▶ [EXTRACT TO READ]:
^^^^^^^^

25 Clearly, the values of liberty and self-determination must have served as powerful motivation, and justification, for many settlers. They were willing to give up everything they had known – their home, their family – for the possibility of freedom in an unknown landscape. In the New World, Highlanders could truly exercise their free will. A 1749 advertisement from the Gentleman’s Magazine also taps into this spirit:

Let’s away to New Scotland where plenty sits Queen
O’er as happy a country as ever was seen
And blessed her subjects, both little and great
With each a good house and a pretty estate.
No landlords are there the poor tenant to tease
No lawyers to bully, no Bailiff to seize.58

The verse perfectly captures what was so attractive about the New World to Highlanders: it represented freedom from oppressors, whether they be landlords or lawyers, and a freedom to do what they pleased with their own land. On Big Island, immigrants’ ideas of a “good house and a pretty estate” can still be seen in the simple, modest, wood-frame houses that first-generation settlers built for themselves upon arriving in Nova Scotia (Figure 5).

^^^^^^^^

▶ [EXTRACTED MATERIAL]:
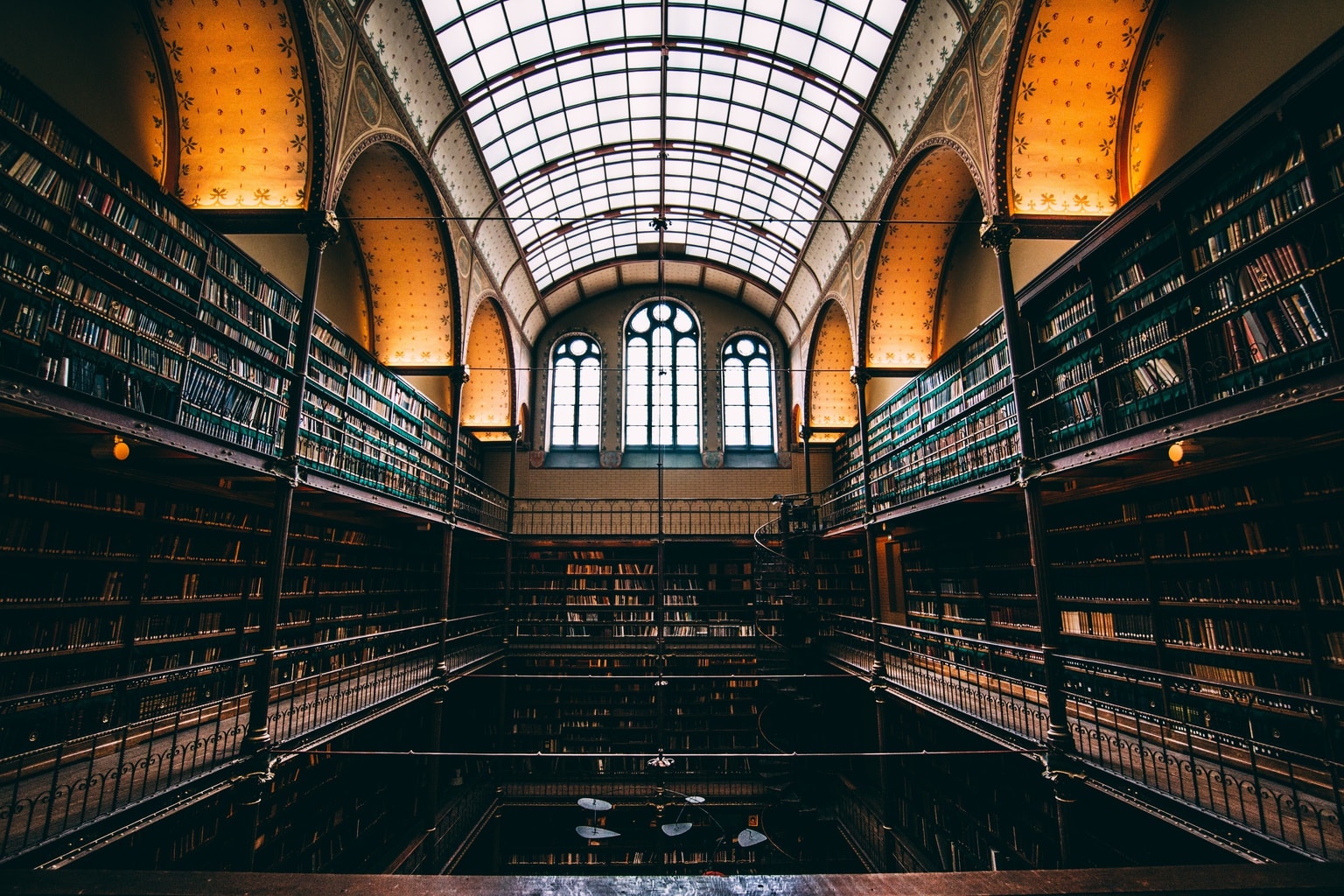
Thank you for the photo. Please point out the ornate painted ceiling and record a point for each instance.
(242, 103)
(1068, 105)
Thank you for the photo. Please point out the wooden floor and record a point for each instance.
(1208, 880)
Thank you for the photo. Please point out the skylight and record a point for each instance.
(571, 108)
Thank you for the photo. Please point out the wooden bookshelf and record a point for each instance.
(1230, 577)
(110, 288)
(1215, 283)
(950, 426)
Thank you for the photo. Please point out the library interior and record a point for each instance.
(810, 446)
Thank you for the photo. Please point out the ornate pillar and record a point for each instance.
(321, 233)
(1062, 767)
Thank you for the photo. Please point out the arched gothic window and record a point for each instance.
(747, 394)
(576, 393)
(662, 378)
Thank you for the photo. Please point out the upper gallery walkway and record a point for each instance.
(1260, 765)
(124, 747)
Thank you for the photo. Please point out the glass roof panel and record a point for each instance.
(752, 103)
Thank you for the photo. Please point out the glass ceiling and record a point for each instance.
(573, 105)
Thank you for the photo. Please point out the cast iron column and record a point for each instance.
(321, 231)
(1062, 767)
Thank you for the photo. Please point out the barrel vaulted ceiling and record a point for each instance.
(760, 132)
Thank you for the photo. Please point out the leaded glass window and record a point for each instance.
(576, 393)
(747, 394)
(662, 378)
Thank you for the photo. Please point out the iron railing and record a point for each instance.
(478, 501)
(1264, 760)
(77, 755)
(640, 516)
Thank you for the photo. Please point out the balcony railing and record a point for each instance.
(77, 755)
(640, 516)
(1264, 760)
(474, 501)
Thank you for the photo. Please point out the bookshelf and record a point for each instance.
(968, 574)
(953, 424)
(110, 575)
(368, 426)
(606, 595)
(344, 579)
(1230, 577)
(1216, 283)
(112, 289)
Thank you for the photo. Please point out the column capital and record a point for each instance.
(998, 234)
(323, 228)
(458, 374)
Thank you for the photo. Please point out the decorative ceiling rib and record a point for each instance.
(1068, 103)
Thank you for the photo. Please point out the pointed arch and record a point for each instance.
(405, 256)
(488, 396)
(1068, 105)
(832, 398)
(125, 102)
(909, 256)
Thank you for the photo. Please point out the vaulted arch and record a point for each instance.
(241, 88)
(832, 399)
(405, 258)
(125, 102)
(910, 254)
(1068, 107)
(488, 396)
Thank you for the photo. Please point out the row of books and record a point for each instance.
(1270, 214)
(1246, 635)
(37, 175)
(1261, 178)
(1138, 263)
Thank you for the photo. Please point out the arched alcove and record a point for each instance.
(1068, 107)
(243, 103)
(1190, 82)
(403, 260)
(832, 399)
(488, 396)
(910, 254)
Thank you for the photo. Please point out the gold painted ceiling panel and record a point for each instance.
(242, 103)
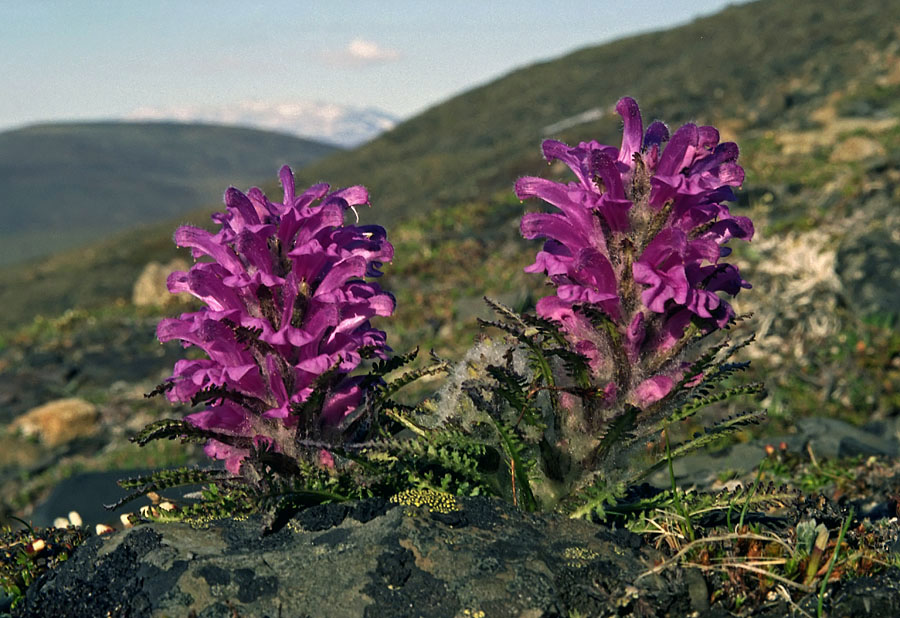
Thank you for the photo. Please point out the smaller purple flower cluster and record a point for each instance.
(640, 238)
(287, 305)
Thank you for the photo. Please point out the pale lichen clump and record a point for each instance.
(435, 501)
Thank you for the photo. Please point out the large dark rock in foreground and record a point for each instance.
(476, 558)
(484, 559)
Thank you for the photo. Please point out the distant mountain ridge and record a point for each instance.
(754, 65)
(62, 185)
(342, 125)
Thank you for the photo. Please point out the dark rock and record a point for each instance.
(404, 562)
(878, 595)
(867, 265)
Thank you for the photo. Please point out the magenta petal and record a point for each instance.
(287, 182)
(240, 203)
(679, 152)
(652, 390)
(631, 136)
(202, 241)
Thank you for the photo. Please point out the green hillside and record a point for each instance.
(810, 91)
(760, 65)
(63, 185)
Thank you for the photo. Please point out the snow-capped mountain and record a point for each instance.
(327, 122)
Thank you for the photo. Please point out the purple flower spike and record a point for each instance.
(287, 302)
(639, 237)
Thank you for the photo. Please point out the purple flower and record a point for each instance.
(287, 306)
(640, 236)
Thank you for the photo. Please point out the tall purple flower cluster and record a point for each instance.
(640, 237)
(287, 308)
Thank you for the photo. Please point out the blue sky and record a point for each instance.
(83, 59)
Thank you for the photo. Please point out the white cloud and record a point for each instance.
(360, 52)
(340, 124)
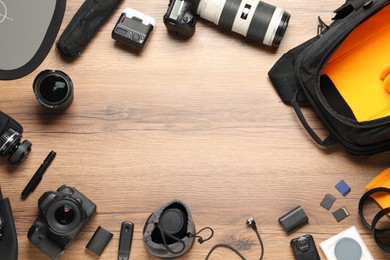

^^^^^^^^

According to the passage on Highland settlers, what kind of houses did first-generation settlers on Big Island build when they arrived in Nova Scotia?

Simple, modest, wood-frame houses.